[Raw data — start]

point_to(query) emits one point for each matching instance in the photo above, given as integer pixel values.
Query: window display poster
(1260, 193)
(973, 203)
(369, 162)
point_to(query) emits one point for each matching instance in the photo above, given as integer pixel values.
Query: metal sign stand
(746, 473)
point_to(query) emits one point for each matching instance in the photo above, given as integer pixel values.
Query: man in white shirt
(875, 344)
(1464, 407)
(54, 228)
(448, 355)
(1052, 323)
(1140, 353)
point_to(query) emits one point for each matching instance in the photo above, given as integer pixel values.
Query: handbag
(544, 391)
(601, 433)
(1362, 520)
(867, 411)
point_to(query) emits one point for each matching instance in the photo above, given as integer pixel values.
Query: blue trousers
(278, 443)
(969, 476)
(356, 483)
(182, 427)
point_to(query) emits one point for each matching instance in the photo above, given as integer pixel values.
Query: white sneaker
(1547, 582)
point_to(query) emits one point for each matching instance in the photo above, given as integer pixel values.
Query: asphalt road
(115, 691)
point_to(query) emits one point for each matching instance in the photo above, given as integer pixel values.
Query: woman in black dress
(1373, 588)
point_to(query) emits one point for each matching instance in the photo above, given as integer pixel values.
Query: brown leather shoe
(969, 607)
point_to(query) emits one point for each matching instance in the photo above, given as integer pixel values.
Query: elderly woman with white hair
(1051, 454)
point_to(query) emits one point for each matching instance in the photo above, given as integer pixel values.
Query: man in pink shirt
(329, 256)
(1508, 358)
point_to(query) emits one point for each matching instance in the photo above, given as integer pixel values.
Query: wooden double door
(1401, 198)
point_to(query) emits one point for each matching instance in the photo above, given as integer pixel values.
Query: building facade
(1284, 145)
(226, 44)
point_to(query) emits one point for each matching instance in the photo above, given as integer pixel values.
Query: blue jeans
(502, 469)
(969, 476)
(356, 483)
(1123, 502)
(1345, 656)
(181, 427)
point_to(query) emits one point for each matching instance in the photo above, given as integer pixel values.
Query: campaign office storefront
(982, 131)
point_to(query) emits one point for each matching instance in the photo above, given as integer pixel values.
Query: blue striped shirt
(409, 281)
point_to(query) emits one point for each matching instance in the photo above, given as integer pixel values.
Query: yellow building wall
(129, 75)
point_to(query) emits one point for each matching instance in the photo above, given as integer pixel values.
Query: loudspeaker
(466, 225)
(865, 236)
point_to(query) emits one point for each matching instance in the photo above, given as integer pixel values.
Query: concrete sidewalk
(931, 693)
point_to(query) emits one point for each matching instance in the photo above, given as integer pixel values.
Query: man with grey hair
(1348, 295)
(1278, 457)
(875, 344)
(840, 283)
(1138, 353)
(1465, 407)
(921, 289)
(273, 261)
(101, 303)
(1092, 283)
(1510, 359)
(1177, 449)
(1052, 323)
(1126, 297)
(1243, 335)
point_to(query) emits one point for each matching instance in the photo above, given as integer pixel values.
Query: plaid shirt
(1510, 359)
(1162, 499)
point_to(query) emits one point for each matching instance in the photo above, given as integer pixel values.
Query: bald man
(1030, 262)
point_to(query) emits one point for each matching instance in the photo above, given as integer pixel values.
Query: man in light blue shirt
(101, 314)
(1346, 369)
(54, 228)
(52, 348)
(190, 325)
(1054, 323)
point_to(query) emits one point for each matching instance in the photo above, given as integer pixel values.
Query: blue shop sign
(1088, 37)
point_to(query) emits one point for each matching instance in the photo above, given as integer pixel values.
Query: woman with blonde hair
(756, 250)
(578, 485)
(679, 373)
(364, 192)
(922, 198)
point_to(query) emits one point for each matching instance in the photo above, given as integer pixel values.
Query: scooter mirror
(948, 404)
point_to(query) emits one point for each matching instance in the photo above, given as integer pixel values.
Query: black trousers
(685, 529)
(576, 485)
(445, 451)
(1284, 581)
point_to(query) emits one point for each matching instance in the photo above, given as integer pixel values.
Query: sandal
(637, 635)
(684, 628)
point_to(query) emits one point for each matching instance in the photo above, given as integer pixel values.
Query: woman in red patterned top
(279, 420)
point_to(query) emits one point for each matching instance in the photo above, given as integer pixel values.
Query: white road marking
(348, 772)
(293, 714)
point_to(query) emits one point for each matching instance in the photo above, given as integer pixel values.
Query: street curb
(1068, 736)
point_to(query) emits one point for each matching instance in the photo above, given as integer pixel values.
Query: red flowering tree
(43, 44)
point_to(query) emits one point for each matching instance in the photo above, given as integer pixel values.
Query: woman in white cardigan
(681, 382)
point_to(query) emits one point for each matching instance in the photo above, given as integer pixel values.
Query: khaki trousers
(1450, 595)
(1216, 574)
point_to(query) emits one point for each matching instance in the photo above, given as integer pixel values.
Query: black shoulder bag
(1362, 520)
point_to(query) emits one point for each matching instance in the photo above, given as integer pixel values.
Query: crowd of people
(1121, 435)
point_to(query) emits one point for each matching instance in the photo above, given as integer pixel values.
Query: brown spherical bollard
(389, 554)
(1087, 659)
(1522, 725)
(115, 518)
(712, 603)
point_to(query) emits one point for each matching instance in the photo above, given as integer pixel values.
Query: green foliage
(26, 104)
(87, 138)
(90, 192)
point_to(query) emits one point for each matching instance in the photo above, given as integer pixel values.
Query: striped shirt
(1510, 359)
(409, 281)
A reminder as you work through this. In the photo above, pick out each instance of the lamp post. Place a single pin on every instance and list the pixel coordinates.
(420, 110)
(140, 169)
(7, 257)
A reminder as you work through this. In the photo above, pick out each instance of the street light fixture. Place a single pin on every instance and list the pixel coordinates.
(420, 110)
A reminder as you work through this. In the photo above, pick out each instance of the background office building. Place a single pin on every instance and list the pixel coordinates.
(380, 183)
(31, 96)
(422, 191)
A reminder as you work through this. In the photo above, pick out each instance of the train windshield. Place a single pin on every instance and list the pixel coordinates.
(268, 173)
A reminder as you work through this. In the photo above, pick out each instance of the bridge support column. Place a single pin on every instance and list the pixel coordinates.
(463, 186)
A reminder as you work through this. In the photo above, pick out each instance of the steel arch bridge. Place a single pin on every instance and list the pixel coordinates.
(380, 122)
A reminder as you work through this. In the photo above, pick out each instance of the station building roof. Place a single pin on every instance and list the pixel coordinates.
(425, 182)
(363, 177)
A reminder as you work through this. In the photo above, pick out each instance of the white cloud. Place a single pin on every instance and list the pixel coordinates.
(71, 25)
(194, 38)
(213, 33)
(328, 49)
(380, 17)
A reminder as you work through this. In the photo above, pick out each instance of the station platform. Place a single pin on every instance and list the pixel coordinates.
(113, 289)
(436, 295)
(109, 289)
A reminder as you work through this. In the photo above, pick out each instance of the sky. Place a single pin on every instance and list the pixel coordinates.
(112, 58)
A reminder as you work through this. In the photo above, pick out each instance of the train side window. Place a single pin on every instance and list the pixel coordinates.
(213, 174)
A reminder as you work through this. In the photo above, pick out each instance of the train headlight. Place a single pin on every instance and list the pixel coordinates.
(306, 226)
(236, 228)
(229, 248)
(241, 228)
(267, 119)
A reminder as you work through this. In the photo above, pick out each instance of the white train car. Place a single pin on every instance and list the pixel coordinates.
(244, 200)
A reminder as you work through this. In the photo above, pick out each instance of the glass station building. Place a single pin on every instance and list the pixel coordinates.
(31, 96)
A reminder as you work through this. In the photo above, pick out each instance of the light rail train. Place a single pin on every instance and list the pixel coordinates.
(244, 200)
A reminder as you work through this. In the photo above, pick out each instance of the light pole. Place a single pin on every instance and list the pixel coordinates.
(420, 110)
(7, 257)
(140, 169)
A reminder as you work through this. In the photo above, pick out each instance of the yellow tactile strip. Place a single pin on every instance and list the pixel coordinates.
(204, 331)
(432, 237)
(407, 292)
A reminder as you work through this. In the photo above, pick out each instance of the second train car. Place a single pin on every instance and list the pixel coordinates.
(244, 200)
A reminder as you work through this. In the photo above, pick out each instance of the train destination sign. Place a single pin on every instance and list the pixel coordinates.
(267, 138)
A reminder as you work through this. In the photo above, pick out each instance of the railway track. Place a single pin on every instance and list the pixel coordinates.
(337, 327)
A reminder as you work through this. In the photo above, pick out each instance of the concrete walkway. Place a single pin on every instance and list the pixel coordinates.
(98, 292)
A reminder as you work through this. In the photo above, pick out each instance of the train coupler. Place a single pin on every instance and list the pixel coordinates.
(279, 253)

[Raw data — finish]

▶ [Description of the task]:
Once the line containing "the train destination" is found, please retype it and every remaining line of the listing above, exactly, with nothing else.

▶ [Answer for this exercise]:
A reminder as you work through this. In the photo above, pick out each instance of the train destination sign. Place a single pin on every instance and list the pixel coordinates.
(267, 138)
A reminder as you work through this. In the photo above, pick out each instance of the railway track. Place a single pin on every instance and list the pixel coordinates.
(337, 327)
A reminder as you work through this. In the photo above, pick out each instance of the concrete walkway. Place a single pin on every instance and list the pixel coordinates.
(98, 292)
A reminder as you work through this. In the photo above, pick out each instance of the train coupler. Place a single pin on every instance and list the pixel coordinates.
(279, 253)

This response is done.